### DOCUMENT PASSAGE
Between 2011 and 2015, Kenya and Rwanda collaborated with the International Fund for Agricultural Development (IFAD) to tackle this challenge by piloting a new generation of portable biogas systems to promote alternative decentralized sources of energy for rural communities. The project directly targeted smallholder producers as the chief beneficiaries. Women were selected because they spend considerable time and effort collecting firewood at significant distances from home each day. The rationale behind prioritizing women is that their increased free time can be used, among others things, for capacity-building, thereby empowering them, reducing the daily labours that cause back pain and exhaustion, and improving community living standards.

The project piloted a number of biogas technologies in Kenya, one of which in particular (Flexi Biogas) was endorsed by smallholder farmers. The project then decided to test and replicate the technology in different national agro-ecological environments and in another country, Rwanda. Through this process, the project supported cross-country knowledge and technology transfer via hands-on training and capacity-building instruments (training of trainers, farmer field schools, demonstration units, farmer-to- farmer site visits). It led to the systematic, cross-country transfer of goods and practices, although the process was at times slow and bureaucratic.

The methodological approach was based on baseline surveys and progress reports. Scientific data also corroborated a cross-comparative analysis with similar technologies. Project success depended on whether farmers would cease to use firewood as their main source of cooking fuel. The process was highly participatory from design to implementation.The project partnered with a private company that markets a technology that smallholder farmers can understand and thus properly operate and maintain with limited external skilled expertise.

The results were clearly positive once farmers did, in fact, switch from firewood to a clean source of cooking fuel. The benefits that accrue from the reduced time burden of households, and especially women, are still being documented although there are numerous examples of how access to energy has qualitative and quantitative benefits. Results have been gathered in the past two years with the collaboration and support of IFAD investment projects in India, Kenya, Rwanda, and Sao Tome and Principe. The following are the key benefits recorded: (a) users’ improved health after years of burning wood in enclosed spaces; (b) higher incomes; (c) increased food production due to high- quality fertilizer (bioslurry); (d) women taking up other activities thanks to more free time; (e) a better quality of life, especially for women and children; and (f ) the long- term impact on the environment and the community as a whole.

The project has brought simple, low-cost, easy-to- install and portable biogas technologies to smallholder farmers who were dependent on traditional, inefficient cooking resources, such as firewood and charcoal. Biogas is a suitable technology because it is integrated within farming systems and improves the management of livestock manure. In addition, the by-product – organic fertilizer – has a very high nutrient content that can boost farm production significantly.

### WHAT TO DO
a. Name every hands-on training and capacity-building instrument that the biogas project passage lists.
b. Extend the biogas project passage, picking up after its final sentence.
The rows that come next are separate material, apart from the biogas project passage.

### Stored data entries
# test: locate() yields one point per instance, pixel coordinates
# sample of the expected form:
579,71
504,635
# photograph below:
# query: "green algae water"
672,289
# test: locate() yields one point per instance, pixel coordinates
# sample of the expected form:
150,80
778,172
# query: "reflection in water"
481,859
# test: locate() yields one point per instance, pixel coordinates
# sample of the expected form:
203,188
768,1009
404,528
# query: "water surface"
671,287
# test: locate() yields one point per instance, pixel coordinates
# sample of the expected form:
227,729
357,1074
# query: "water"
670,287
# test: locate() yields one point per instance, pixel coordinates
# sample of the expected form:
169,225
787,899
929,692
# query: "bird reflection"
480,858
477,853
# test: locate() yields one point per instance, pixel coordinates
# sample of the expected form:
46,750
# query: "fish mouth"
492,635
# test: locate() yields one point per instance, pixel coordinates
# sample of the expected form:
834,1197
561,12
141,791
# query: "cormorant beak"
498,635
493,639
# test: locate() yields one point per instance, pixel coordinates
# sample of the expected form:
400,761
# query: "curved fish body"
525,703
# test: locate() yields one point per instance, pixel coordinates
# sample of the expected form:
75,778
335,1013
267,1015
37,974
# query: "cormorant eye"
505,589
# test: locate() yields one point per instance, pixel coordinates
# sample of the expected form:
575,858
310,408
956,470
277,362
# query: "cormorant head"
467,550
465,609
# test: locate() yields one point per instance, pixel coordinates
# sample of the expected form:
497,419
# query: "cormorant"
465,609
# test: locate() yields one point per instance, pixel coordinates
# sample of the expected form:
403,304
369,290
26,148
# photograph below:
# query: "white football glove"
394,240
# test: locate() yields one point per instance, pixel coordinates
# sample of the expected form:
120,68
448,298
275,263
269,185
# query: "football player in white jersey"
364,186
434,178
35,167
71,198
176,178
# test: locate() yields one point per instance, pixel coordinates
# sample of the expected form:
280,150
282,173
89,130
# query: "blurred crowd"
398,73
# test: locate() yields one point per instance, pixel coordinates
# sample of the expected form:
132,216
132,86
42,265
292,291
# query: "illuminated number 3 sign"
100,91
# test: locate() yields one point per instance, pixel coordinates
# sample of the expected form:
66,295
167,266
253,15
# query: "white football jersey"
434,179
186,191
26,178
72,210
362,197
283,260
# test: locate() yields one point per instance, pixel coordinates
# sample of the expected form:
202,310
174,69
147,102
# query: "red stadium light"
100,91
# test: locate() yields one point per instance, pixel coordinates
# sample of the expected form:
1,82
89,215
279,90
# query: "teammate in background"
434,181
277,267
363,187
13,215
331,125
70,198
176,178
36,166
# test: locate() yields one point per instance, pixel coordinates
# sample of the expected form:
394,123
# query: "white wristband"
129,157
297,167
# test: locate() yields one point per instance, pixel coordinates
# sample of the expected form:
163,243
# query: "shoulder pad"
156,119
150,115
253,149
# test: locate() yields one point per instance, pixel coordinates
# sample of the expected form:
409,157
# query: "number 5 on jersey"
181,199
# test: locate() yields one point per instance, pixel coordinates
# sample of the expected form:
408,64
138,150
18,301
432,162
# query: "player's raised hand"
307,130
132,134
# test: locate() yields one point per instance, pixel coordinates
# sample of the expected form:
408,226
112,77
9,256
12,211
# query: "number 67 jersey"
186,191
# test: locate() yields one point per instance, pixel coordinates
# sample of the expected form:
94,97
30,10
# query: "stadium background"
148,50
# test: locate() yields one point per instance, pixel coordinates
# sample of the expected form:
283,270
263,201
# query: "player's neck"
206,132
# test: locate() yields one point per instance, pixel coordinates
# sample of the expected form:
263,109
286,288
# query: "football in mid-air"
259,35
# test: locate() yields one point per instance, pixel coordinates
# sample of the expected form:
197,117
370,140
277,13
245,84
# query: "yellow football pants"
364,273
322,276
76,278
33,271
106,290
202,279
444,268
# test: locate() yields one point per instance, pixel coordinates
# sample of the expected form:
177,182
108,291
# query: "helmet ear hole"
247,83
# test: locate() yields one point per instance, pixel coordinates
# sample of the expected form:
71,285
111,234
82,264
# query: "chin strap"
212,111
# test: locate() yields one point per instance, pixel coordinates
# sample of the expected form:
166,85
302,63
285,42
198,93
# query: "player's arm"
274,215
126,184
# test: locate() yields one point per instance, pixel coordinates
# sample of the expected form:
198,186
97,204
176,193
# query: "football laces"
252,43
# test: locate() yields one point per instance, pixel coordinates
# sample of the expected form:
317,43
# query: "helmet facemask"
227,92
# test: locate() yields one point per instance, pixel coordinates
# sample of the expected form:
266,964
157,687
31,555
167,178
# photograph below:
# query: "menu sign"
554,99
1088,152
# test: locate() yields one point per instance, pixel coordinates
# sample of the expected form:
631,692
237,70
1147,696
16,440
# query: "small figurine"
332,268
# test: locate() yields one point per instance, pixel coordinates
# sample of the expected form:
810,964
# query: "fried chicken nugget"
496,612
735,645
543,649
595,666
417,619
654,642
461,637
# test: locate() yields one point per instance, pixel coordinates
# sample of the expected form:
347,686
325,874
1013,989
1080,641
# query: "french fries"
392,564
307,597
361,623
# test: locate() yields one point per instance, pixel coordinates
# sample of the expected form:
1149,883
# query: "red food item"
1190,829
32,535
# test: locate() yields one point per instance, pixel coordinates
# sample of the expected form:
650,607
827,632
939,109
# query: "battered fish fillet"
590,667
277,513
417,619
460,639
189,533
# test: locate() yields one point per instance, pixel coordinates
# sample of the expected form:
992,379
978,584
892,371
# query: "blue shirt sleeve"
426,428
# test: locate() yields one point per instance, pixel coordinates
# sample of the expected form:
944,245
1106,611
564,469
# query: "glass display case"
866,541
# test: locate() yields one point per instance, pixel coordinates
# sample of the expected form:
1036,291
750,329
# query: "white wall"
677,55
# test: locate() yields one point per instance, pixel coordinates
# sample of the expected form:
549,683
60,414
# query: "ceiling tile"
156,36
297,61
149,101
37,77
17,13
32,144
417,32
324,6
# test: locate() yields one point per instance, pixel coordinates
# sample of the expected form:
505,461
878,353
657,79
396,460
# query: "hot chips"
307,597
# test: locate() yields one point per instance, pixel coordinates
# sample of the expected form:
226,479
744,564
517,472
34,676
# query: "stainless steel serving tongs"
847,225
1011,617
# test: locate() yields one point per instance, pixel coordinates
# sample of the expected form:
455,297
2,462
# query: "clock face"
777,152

### SOLVED PROBLEMS
a. Training of trainers, farmer field schools, demonstration units, farmer-to-farmer site visits

b.
The sustainability of the project has yet to be achieved, however. At present, major challenges include: (a) poor infrastructure in rural areas; (b) weak institutional capacities; (c) lack of financial resources for renewable energy projects; (d) limited technical and managerial capacity on the ground to sustain proposed innovative technologies; (e) lack of access to finance (collateral) for small and medium-size enterprises in the renewable energy sector; (f ) risk averseness of microfinance institutions in rural areas; and (g) a need for better coordination among line ministries to ensure suitable financing packages.

In Rwanda, the biogas initiative complements the One Cow per Poor Family Programme very well because cattle manure can be used as a resource for generating biogas. The use of biogas is having the following multiple benefits: (a) labour is saved from the reduced collection of firewood, leading to a decrease in deforestation and land degradation; (b) methane emissions are reduced as a result of better livestock manure management; (c) soil health is rebuilt through the use of organic fertilizer (bioslurry), a good alternative to chemical fertilizers; and (e) dependence on fossil fuels is diminished. Given the nature of the technology, replication is fairly straightforward and requires minimal importation. The main challenge is working with a company that has intellectual property rights.

The project involved a number of stakeholders. The beneficiaries and target groups were smallholder farmers in Kenya and Rwanda. It is important to note that, in the project design, Rwanda was not included but, given the potential synergies, the project facilitated this exchange through its project support units in both countries. The technology that was piloted involved working with small and medium-size private-sector enterprises, and non-governmental and research institutes (in Africa as well as the University of Hohenheim in Stuttgart and the Indian Institute of Technology in Delhi) for validation of results. Throughout implementation, the involvement of government agencies at all levels (village, district, provincial and central) was of paramount importance, ensuring that results were institutionalized within the IFAD results and impact monitoring survey.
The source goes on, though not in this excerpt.